Task instructions
Return the listing word for word, as given.

===== Supplied material =====

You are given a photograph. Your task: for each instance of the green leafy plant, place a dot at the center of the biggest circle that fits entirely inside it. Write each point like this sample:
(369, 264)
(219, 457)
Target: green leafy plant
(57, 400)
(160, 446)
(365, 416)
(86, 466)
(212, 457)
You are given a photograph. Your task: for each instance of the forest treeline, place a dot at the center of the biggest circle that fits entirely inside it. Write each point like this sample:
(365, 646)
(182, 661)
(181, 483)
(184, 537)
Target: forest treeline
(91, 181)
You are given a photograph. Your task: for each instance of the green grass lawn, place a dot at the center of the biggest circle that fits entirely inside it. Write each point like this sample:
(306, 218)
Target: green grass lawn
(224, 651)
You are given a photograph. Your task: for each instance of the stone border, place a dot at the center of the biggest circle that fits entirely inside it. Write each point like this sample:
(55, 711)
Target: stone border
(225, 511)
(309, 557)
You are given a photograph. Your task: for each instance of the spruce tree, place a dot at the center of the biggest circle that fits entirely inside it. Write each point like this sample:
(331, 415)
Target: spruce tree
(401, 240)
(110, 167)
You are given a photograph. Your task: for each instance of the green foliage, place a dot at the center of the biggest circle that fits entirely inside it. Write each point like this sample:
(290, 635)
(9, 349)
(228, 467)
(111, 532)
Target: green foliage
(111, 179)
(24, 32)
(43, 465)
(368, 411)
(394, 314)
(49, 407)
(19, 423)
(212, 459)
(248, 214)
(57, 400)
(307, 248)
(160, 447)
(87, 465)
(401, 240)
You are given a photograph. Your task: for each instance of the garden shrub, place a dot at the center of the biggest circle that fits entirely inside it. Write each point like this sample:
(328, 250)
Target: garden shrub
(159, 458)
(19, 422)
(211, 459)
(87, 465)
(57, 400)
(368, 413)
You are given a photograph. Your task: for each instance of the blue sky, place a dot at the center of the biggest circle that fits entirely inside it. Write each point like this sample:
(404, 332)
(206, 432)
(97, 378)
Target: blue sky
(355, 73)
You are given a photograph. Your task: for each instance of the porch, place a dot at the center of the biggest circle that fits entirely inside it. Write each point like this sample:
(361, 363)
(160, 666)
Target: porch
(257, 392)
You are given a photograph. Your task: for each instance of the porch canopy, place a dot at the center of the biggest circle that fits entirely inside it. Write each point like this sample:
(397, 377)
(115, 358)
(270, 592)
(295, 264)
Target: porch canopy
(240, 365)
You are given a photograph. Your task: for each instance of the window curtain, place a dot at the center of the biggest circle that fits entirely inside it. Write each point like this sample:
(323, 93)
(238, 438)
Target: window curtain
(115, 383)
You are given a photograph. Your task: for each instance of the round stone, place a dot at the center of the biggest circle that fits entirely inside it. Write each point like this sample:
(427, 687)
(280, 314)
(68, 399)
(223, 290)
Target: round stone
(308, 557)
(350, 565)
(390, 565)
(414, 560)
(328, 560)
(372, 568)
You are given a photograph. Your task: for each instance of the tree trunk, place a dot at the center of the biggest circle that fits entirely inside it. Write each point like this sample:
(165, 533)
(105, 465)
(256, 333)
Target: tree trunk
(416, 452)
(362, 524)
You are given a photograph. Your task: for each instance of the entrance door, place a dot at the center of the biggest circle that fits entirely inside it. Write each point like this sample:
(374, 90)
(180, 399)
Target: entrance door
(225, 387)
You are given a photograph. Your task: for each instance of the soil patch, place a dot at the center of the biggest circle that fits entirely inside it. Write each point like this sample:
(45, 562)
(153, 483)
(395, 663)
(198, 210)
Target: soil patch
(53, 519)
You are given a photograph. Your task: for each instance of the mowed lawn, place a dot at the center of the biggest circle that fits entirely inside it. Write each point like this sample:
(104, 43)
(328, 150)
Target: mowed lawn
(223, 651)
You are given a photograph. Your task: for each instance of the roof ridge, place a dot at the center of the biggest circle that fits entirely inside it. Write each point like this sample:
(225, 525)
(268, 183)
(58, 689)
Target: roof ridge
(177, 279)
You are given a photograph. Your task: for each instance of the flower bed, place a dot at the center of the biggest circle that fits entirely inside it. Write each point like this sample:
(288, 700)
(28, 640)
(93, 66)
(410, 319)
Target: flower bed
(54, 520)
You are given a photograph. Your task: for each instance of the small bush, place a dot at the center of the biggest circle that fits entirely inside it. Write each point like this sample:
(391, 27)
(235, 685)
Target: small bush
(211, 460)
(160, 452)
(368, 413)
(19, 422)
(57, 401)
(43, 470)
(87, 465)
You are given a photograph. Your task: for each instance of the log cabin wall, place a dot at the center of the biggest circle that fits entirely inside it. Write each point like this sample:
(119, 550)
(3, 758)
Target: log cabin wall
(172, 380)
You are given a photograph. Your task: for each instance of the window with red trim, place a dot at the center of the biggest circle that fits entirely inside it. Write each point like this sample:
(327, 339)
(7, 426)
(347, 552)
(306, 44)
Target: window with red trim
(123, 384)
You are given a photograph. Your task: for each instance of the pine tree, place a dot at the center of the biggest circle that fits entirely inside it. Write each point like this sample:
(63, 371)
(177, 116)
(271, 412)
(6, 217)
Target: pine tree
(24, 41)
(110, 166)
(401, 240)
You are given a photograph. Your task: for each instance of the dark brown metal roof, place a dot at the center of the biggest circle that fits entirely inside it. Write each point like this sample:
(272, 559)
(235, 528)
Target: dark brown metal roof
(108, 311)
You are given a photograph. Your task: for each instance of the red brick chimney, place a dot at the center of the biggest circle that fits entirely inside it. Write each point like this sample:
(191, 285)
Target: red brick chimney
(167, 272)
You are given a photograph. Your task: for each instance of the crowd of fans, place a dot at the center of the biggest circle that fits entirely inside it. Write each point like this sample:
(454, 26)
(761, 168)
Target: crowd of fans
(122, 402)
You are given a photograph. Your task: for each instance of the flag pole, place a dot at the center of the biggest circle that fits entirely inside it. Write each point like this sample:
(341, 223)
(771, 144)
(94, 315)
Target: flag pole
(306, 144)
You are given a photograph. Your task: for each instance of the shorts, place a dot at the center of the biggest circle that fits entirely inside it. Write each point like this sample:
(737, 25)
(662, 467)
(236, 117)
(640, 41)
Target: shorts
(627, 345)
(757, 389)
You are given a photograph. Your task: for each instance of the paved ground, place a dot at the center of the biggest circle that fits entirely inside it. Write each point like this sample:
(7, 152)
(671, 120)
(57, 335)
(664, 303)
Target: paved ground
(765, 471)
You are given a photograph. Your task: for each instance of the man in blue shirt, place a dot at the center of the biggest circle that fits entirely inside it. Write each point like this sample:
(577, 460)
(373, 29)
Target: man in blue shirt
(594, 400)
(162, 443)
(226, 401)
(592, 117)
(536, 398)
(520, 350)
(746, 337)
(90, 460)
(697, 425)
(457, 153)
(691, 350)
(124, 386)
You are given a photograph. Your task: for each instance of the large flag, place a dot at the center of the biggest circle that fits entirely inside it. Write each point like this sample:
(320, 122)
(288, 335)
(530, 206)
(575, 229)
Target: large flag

=====

Finished task
You are given a photograph. Your task: for each instance of the green leafy plant, place a dot at the center of the biggest circle that fits entirely inside it. Write each point like this sample:
(369, 264)
(219, 457)
Target: green leafy plant
(57, 400)
(160, 446)
(365, 416)
(86, 466)
(212, 457)
You are given a photograph. Your task: for each instance of the forest treeline, place a dot at the center of the biggest circle that fits entirely inside it. Write each point like this sample:
(365, 646)
(182, 661)
(181, 483)
(184, 537)
Target: forest treeline
(91, 181)
You are given a photograph. Your task: for each instance of the green grass lawn, place a dot at the center of the biggest circle that fits entirely inside it. Write each point like this sample:
(306, 218)
Target: green grass lawn
(224, 651)
You are given a photograph. Your task: for each instance of the stone border, place a dot at the center of the biggest circle that fits entirely inside it. Write each point like this sample:
(55, 711)
Target: stone border
(225, 511)
(309, 557)
You are given a photograph. Your task: for each instance of the spruce tree, place a dot at the center of the biggest circle that fits entirely inside it. Write each point like this sample:
(331, 415)
Target: spruce tree
(401, 240)
(110, 167)
You are given a photograph. Your task: for each instance of the green foliage, place a dot at the center of the biggest circle that fits entirely inside it. Write each point like this sample:
(290, 635)
(9, 349)
(228, 467)
(111, 532)
Target: green foliage
(111, 179)
(24, 32)
(43, 465)
(368, 411)
(394, 314)
(49, 407)
(19, 423)
(212, 459)
(248, 214)
(57, 400)
(307, 248)
(160, 447)
(87, 465)
(401, 240)
You are given a photograph. Your task: for each instance of the garden shrub, place a dot at the center of the biggest circle that fits entirely inside it. Write each point like this sample:
(328, 250)
Target: garden shrub
(159, 458)
(19, 422)
(211, 459)
(87, 465)
(57, 400)
(368, 413)
You are given a photograph. Your task: for each instance of the blue sky, place a dot at the center of the biggest circle that fits entirely inside it. Write each point like this sample:
(404, 332)
(206, 432)
(97, 378)
Target: blue sky
(355, 73)
You are given a photograph. Your task: for each instance of the porch, place a dot at the center of the biggest circle that fits entirely inside it. Write each point like this sample:
(361, 363)
(160, 666)
Target: porch
(257, 392)
You are given a photograph. Your task: for each instance of the porch canopy, place a dot at the center of the biggest circle that fits entirely inside it. Write each point like this sample:
(397, 377)
(115, 358)
(270, 592)
(295, 264)
Target: porch canopy
(240, 365)
You are given a photograph. Your task: for each instance of the window curtain, place a dot at the center of the biggest circle that fits entirely inside it. Write each point like this sample:
(323, 93)
(238, 438)
Target: window curtain
(115, 383)
You are given a photograph. Your task: for each instance of the round stone, place a dot at the center of the biggest circle that fits entirely inside it. Write each point like this sample:
(427, 687)
(280, 314)
(68, 399)
(223, 290)
Target: round stone
(308, 557)
(350, 565)
(390, 565)
(414, 560)
(328, 560)
(372, 568)
You are given a photograph. Your task: for each instance of the tree trunk, place a dot at the center of the biggest circle that fits entirely inside it. Write each point like this sample:
(165, 533)
(105, 465)
(256, 333)
Target: tree trunk
(416, 452)
(362, 524)
You are given a photograph. Your task: for each instance of the entrance door, place a dot at the center of the biggest circle that fits entirely inside it. Write each point like this sample:
(374, 90)
(180, 399)
Target: entrance door
(225, 387)
You are given a photograph. Your task: for each instance of the soil patch, place a dot at the center of the biggest circle that fits entirely inside it. Write each point like this sample:
(45, 562)
(153, 483)
(395, 663)
(198, 210)
Target: soil patch
(53, 519)
You are given a photograph. Your task: for each instance of the mowed lawn, place a dot at the center of the biggest circle that fits entirely inside it. Write each point like this sample:
(104, 43)
(328, 150)
Target: mowed lawn
(223, 651)
You are given a photograph. Your task: for each instance of the roof ridge, place a dot at the center of the biggest circle that fits entirely inside it. Write each point like this sample:
(225, 525)
(268, 183)
(58, 689)
Target: roof ridge
(177, 279)
You are given a photograph. Your task: for each instance of the flower bed, place a dot at the center of the biggest circle that fits entirely inside it. Write each point like this sample:
(288, 700)
(28, 640)
(93, 66)
(410, 319)
Target: flower bed
(54, 520)
You are given a photograph. Your task: for each instance of the small bush, place a dot at the center of the biggest circle that fits entirely inside it. Write each point like this sample:
(391, 27)
(235, 685)
Target: small bush
(211, 460)
(160, 452)
(368, 413)
(19, 422)
(57, 401)
(43, 470)
(87, 465)
You are given a photograph. Your task: for each instance of the log cabin wall, place a dot at the center of the biggest circle that fits entirely inside it. Write each point like this sample:
(119, 550)
(3, 758)
Target: log cabin wall
(172, 380)
You are given a photograph. Your task: for each instance of the window with red trim, place a dot at the center of the biggest circle that fits entirely inside it. Write each point like this sample:
(327, 339)
(7, 426)
(347, 552)
(306, 44)
Target: window with red trim
(123, 384)
You are given a photograph. Your task: for each instance of the pine tree, place a dot at the center of the biggest circle that fits entirely inside it. Write each point like this sample:
(63, 371)
(177, 116)
(271, 412)
(6, 217)
Target: pine tree
(24, 41)
(110, 166)
(401, 240)
You are given a photograph. Your task: for each instance of the dark brown metal roof, place a dot at the center of the biggest circle that fits entirely inside it. Write each point like this sample:
(272, 559)
(235, 528)
Target: dark brown metal roof
(108, 311)
You are given a photograph. Your task: for each instance of the red brick chimney, place a dot at the center of the biggest circle that fits entirely inside it. Write each point like this sample:
(191, 285)
Target: red brick chimney
(167, 272)
You are given a photograph. Your task: for each instance of the crowd of fans, place a dot at the center of the biggest circle that fits entirely inside it. Write each point like this sample:
(454, 26)
(761, 168)
Target: crowd of fans
(122, 402)
You are given a photograph. Your task: for each instance of the flag pole, place a dot at the center of the biggest circle that fits entirely inside it. Write each point like this sample:
(341, 223)
(771, 144)
(94, 315)
Target: flag pole
(306, 144)
You are given a photograph. Your task: for each instance of the shorts, place a dot at the center of the biggest circle that fits entirely inside it. Write each point like this sample:
(737, 25)
(662, 467)
(236, 117)
(640, 41)
Target: shorts
(627, 345)
(757, 389)
You are given a photograph. Your task: for each instance of the paved ground, place a dot at the center of the biggest circle that fits entirely inside it. Write each point like this sample:
(7, 152)
(671, 120)
(57, 335)
(664, 303)
Target: paved ground
(765, 471)
You are given a photograph. Your task: for each instance of the man in blue shirt, place a dot at the center of the biggest circle that fits entirely inside it. Write each point like this sample:
(577, 460)
(373, 29)
Target: man in blue shirt
(594, 400)
(162, 443)
(226, 401)
(592, 117)
(536, 398)
(520, 350)
(746, 337)
(90, 460)
(697, 425)
(457, 153)
(691, 350)
(124, 386)
You are given a photograph. Your task: for each instance of the large flag, place a dot at the center of the biggest circle that fits entirely inside it. Write each point like this sample:
(320, 122)
(288, 335)
(530, 206)
(575, 229)
Target: large flag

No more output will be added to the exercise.